### QUOTED PASSAGE
-- Begin --

The last important thing that makes Sekigahara tick is the geographical layout. The game revolves around 9 castles on the board; Tokugawa starts with 5, Ishida with 4. Both players start with strong bases on opposite sides of the board, and isolated castles strung out in enemy territory. Both sides need to be super-aggressive about taking out the opponent’s armies that start in their territory and consolidating control over castles. Both sides face tough choices about how to balance aggression between marching on their opponent’s core areas (and relieving pressure on their far-flung outposts) against leaving enough troops behind to clean up their own backfield. Both sides face a huge amount of pressure to take the battle to the enemy, which is great and keeps the game dynamic and moving.

The designer’s notes to the game – which are recommended reading if you want to understand what Matthew Calkins has done here – talks about how important personal loyalty was to this conflict, and how the game was designed with that idea at the core. I think Sekigahara does a great job of both capturing something important and interesting about the period and conflict, and bringing it to the tabletop in an elegant, highly-playable, compelling package.

-- End --

### STATED PROBLEM 1
Decide whether each statement agrees with the Sekigahara passage: (a) Tokugawa begins the game holding five castles. (b) The board holds twelve castles. (c) The passage advises against reading the designer's notes. For each, answer yes or no and quote the deciding words.
### STATED PROBLEM 2
Quote the Sekigahara passage starting with "The designer’s notes" and going on through "highly-playable, compelling package.".
The material after this point comes from a separate source.

### RECORDS SUPPLIED
-- Begin --

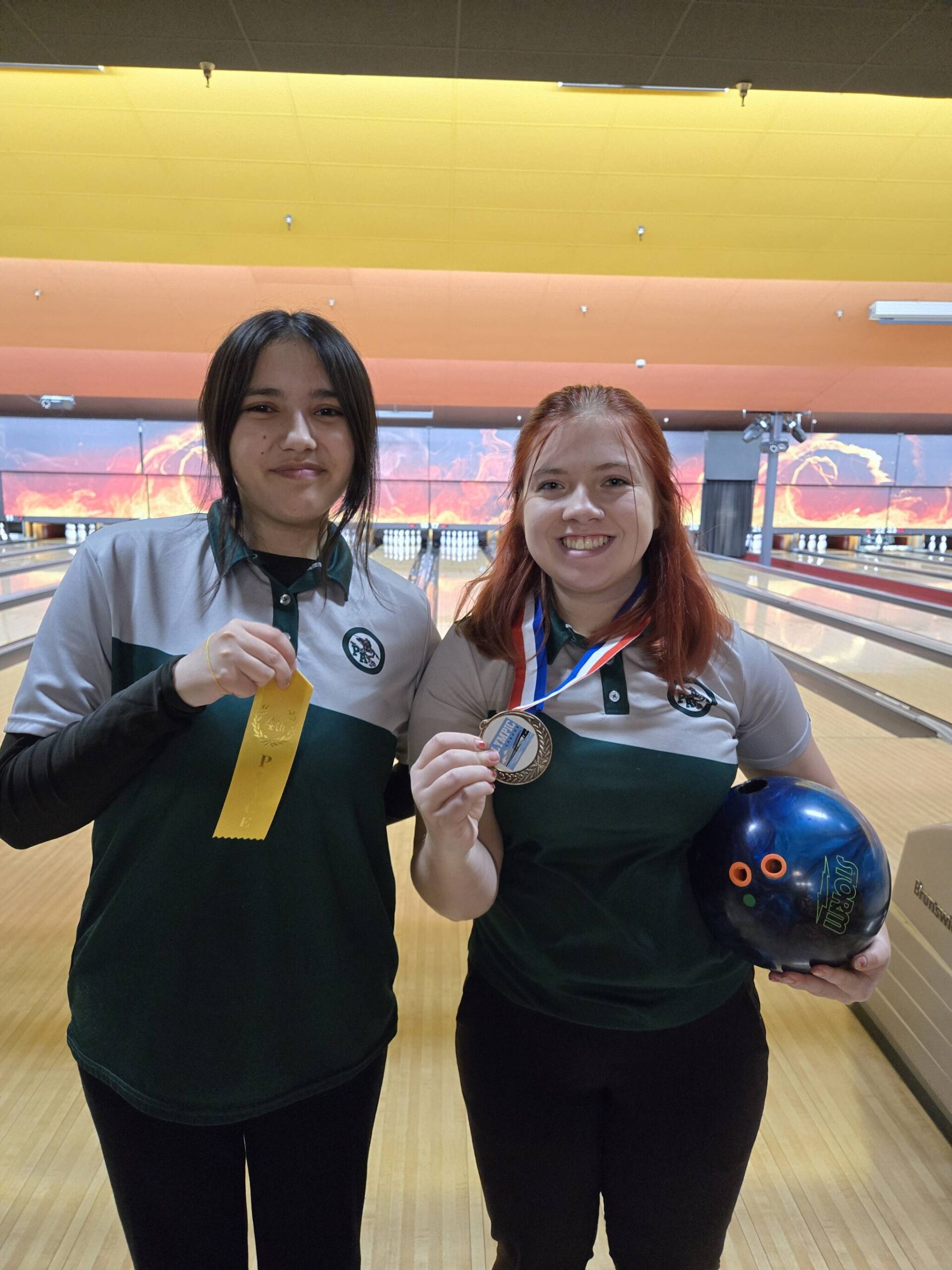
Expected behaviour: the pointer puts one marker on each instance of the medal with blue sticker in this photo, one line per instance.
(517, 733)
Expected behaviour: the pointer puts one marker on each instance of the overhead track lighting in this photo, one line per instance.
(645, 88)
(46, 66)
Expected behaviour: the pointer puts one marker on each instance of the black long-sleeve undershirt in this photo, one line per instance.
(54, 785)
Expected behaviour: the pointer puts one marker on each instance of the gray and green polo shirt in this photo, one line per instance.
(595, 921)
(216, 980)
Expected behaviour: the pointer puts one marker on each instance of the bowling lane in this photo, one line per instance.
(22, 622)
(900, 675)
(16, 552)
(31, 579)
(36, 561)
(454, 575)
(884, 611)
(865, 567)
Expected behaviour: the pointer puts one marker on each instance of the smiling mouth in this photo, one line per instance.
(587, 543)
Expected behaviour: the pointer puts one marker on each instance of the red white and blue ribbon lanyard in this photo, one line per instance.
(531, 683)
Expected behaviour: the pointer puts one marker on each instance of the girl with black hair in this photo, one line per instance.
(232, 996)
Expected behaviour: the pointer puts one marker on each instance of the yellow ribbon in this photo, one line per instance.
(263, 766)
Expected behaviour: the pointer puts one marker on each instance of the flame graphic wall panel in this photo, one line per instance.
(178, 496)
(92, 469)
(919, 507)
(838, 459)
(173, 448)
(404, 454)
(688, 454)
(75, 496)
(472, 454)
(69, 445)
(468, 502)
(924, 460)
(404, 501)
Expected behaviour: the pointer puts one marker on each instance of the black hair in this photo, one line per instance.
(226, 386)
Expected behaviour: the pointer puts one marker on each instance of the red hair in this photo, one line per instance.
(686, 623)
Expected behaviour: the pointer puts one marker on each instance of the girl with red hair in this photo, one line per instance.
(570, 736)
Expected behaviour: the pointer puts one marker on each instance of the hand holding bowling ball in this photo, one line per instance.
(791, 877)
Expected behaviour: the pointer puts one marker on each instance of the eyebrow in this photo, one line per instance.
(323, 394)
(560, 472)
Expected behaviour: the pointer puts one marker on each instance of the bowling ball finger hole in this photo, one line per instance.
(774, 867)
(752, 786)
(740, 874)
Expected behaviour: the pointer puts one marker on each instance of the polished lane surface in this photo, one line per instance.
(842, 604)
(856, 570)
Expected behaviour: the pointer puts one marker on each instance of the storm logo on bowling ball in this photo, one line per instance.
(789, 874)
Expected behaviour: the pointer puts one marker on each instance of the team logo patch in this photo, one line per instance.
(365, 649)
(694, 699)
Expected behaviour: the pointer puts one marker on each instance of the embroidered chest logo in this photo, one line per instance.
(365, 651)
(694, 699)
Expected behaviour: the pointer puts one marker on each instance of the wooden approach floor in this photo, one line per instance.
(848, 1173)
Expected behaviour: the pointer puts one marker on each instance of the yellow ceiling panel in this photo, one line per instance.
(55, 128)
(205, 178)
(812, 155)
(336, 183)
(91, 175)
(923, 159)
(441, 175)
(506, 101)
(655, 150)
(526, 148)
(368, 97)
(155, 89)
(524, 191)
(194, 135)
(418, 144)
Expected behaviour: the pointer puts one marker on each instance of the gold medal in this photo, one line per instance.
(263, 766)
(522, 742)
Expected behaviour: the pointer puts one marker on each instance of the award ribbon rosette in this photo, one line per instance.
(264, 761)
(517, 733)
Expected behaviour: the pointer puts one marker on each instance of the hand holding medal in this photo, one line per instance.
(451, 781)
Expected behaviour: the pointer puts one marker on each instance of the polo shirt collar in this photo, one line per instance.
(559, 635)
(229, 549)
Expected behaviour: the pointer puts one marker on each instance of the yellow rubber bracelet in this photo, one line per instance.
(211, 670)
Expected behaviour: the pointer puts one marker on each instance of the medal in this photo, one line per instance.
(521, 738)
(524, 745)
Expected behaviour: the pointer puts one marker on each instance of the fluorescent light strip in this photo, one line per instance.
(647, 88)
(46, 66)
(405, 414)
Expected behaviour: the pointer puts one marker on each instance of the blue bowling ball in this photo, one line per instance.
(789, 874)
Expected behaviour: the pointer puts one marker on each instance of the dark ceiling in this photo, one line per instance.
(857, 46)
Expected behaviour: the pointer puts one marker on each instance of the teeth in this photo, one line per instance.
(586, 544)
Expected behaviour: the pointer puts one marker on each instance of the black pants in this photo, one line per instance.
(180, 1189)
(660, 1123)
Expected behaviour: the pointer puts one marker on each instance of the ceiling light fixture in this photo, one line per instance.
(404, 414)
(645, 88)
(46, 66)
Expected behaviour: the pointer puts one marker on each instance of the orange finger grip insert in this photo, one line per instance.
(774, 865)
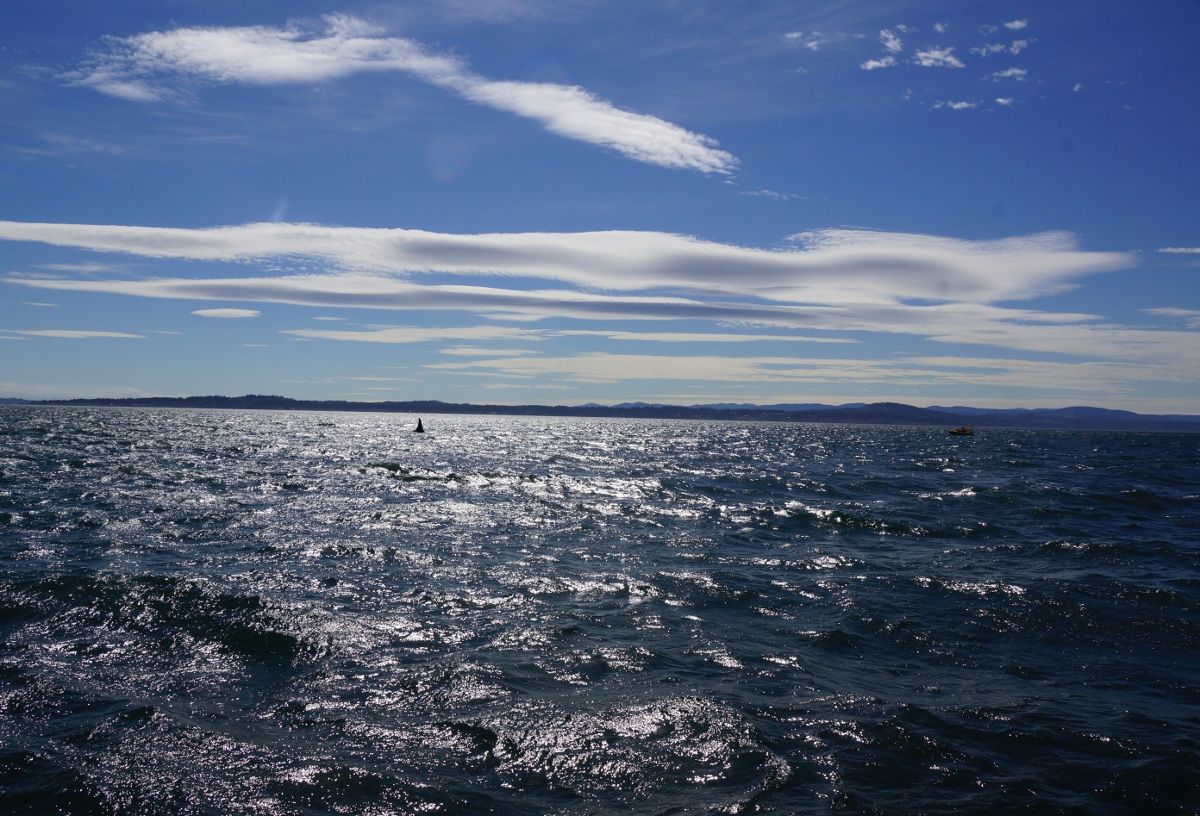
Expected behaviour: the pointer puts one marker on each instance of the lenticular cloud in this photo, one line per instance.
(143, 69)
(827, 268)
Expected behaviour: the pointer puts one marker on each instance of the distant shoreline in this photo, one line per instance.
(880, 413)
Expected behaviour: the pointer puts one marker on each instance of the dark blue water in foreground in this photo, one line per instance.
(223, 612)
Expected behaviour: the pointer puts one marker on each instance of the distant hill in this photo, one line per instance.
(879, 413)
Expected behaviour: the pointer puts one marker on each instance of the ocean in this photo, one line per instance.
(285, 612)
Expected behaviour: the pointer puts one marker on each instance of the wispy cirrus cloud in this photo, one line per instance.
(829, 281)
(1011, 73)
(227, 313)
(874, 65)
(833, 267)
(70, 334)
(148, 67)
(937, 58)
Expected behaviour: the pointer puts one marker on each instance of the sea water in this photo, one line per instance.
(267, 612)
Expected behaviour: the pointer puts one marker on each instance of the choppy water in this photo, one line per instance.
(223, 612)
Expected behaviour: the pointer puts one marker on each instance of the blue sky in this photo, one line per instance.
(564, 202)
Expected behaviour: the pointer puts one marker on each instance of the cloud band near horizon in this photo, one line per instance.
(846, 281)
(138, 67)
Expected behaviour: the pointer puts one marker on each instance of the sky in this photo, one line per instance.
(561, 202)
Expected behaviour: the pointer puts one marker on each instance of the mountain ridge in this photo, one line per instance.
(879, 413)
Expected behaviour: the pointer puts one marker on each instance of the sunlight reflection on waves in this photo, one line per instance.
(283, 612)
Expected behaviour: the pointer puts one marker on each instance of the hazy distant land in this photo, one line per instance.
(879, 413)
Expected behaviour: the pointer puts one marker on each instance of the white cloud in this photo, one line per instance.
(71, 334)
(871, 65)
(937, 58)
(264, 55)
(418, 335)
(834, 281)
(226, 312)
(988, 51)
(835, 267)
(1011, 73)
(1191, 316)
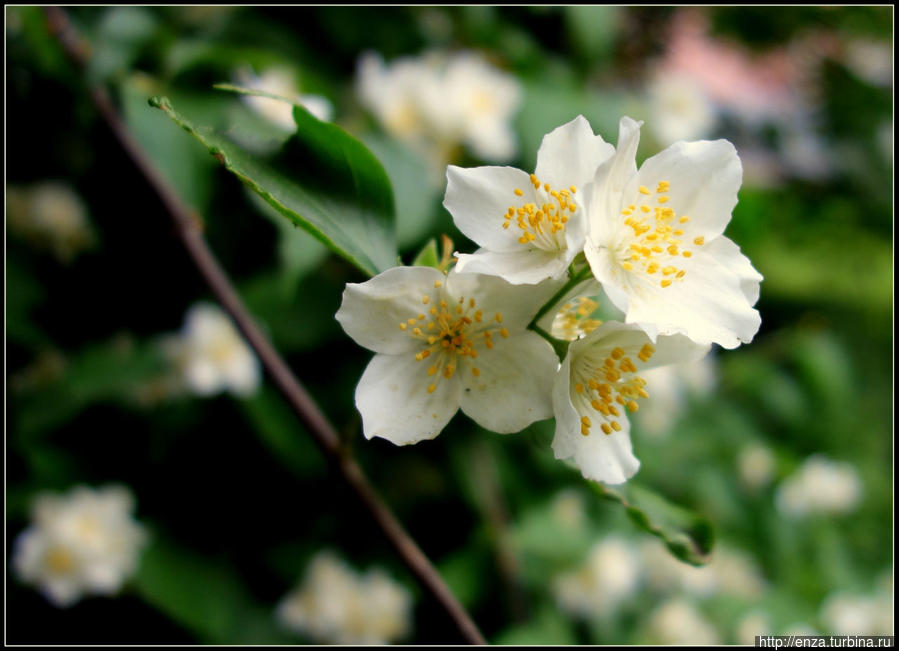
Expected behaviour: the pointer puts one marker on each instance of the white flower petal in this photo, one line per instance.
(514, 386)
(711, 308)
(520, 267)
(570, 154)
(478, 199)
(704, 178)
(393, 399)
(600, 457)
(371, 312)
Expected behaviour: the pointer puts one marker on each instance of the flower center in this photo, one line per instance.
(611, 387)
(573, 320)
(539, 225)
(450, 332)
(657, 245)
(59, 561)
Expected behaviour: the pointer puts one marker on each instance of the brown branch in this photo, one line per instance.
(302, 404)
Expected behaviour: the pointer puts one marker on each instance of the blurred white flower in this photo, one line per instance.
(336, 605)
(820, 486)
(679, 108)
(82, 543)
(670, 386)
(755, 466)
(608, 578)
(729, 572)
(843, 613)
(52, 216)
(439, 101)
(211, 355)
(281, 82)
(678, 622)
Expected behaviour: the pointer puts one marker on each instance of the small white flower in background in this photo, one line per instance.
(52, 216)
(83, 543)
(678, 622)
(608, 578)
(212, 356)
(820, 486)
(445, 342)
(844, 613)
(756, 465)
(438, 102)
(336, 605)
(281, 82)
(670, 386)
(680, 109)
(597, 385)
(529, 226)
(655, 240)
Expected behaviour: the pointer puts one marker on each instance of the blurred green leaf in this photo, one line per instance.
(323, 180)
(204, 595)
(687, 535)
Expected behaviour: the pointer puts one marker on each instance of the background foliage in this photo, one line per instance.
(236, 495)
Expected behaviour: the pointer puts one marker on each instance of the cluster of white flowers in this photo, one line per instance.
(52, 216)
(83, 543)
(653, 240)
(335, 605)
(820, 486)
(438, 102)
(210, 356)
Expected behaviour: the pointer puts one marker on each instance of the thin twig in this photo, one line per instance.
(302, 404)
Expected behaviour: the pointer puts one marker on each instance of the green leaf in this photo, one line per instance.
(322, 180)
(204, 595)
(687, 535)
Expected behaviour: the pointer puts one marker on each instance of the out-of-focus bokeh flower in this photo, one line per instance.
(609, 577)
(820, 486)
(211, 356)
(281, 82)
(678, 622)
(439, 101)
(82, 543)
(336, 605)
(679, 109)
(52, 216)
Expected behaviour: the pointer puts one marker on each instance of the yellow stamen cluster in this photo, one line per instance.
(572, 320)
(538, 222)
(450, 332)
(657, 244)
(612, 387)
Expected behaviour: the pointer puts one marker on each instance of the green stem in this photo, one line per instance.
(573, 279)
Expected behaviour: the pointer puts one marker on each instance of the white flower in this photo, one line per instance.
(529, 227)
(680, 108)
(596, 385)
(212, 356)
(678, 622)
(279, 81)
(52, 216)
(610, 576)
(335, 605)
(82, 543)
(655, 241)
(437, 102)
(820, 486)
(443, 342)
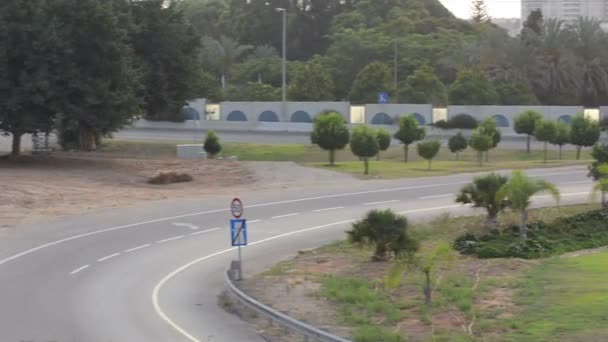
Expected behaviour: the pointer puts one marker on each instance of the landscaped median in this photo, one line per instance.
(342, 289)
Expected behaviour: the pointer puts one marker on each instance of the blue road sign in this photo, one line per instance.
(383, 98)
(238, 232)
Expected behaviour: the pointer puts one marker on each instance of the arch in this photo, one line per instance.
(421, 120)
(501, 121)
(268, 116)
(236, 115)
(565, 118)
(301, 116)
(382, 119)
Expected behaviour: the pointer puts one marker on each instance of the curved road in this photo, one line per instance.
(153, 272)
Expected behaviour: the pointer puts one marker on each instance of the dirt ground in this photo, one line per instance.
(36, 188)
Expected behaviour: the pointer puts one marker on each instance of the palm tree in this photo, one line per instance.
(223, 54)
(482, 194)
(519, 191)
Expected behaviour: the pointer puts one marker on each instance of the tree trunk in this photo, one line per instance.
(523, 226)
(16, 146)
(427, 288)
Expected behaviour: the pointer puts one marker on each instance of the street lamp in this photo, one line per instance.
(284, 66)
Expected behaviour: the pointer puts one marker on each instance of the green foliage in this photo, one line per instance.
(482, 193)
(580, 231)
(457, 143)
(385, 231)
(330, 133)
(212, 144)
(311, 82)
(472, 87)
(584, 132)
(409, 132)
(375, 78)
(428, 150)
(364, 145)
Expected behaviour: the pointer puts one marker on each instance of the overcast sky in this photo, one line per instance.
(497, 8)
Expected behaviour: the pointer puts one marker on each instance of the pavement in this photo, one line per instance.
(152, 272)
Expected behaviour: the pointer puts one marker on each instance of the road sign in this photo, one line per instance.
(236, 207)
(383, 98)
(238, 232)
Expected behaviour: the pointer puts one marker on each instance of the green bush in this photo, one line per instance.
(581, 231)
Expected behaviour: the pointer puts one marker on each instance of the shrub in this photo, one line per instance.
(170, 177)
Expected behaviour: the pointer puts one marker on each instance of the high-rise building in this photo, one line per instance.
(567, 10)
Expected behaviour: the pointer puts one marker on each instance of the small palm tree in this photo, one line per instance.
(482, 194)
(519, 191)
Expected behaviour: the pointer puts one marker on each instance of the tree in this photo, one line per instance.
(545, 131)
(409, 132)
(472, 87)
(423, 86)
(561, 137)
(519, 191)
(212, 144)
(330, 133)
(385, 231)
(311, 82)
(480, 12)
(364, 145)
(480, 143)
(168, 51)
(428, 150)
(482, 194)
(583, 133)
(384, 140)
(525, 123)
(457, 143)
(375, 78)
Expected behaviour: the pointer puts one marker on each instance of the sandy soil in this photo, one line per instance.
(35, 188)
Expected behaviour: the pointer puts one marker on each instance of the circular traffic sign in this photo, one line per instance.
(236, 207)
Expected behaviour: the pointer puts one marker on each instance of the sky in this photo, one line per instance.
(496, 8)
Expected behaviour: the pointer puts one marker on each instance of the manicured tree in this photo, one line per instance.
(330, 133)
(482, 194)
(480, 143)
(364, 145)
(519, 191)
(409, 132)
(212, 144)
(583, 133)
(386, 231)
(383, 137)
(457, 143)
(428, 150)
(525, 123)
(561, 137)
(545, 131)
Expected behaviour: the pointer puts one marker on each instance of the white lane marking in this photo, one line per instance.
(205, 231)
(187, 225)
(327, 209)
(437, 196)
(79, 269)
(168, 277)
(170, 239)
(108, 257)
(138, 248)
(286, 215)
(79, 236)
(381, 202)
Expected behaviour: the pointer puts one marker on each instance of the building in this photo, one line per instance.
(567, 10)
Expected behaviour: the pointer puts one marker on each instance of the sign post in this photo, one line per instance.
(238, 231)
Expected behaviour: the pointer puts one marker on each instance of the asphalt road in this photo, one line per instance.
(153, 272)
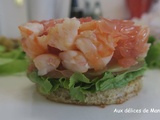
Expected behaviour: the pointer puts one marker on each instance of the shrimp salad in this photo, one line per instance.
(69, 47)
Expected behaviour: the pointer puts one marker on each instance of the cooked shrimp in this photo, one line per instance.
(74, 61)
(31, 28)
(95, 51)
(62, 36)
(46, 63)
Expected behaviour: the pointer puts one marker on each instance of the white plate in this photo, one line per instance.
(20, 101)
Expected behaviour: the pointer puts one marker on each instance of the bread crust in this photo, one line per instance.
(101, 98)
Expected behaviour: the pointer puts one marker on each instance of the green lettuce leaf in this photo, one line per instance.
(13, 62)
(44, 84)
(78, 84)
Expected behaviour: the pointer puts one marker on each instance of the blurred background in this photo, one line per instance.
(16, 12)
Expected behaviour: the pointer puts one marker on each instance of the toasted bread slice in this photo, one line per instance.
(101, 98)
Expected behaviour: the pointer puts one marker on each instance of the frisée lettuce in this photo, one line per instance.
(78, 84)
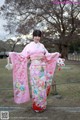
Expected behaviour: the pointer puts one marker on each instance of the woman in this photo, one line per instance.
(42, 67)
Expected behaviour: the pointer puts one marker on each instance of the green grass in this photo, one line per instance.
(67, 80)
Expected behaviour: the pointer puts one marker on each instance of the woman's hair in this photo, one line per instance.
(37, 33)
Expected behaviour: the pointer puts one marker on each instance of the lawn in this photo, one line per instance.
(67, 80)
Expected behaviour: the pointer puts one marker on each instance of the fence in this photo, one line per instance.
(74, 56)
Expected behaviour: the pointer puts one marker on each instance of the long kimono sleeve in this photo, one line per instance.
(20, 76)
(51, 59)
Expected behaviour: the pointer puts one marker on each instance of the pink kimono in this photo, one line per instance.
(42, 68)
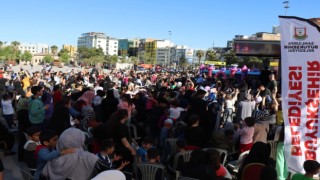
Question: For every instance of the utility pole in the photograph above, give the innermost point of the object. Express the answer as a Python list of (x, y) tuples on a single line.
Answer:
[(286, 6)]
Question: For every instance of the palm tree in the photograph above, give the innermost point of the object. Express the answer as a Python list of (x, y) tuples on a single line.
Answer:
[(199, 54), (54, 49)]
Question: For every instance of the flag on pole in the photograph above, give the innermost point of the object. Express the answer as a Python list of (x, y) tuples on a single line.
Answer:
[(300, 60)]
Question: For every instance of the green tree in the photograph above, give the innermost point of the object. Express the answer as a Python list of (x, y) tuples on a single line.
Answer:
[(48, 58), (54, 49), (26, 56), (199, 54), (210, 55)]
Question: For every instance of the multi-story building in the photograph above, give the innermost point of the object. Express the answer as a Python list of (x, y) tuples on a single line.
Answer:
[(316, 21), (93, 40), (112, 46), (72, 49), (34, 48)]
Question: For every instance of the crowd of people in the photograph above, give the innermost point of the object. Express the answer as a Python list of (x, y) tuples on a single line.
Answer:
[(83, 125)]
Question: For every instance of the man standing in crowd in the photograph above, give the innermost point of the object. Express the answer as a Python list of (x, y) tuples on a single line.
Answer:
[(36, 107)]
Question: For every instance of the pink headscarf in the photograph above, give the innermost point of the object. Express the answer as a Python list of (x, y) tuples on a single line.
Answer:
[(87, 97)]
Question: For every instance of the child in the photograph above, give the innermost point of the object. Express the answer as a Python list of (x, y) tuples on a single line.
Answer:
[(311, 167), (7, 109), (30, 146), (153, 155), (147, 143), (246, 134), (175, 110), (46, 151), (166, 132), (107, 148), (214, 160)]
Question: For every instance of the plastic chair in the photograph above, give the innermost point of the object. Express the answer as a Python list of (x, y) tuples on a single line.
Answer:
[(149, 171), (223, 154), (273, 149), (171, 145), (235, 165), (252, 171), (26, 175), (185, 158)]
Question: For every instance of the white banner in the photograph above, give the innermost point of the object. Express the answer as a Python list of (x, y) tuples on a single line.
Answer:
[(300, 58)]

-- End --

### EXERCISE SOLUTION 1
(a) Yes: "Tokugawa starts with 5, Ishida with 4"
(b) No: "The game revolves around 9 castles on the board"
(c) No: "which are recommended reading if you want to understand what Matthew Calkins has done here"

### EXERCISE SOLUTION 2
The designer’s notes to the game – which are recommended reading if you want to understand what Matthew Calkins has done here – talks about how important personal loyalty was to this conflict, and how the game was designed with that idea at the core. I think Sekigahara does a great job of both capturing something important and interesting about the period and conflict, and bringing it to the tabletop in an elegant, highly-playable, compelling package.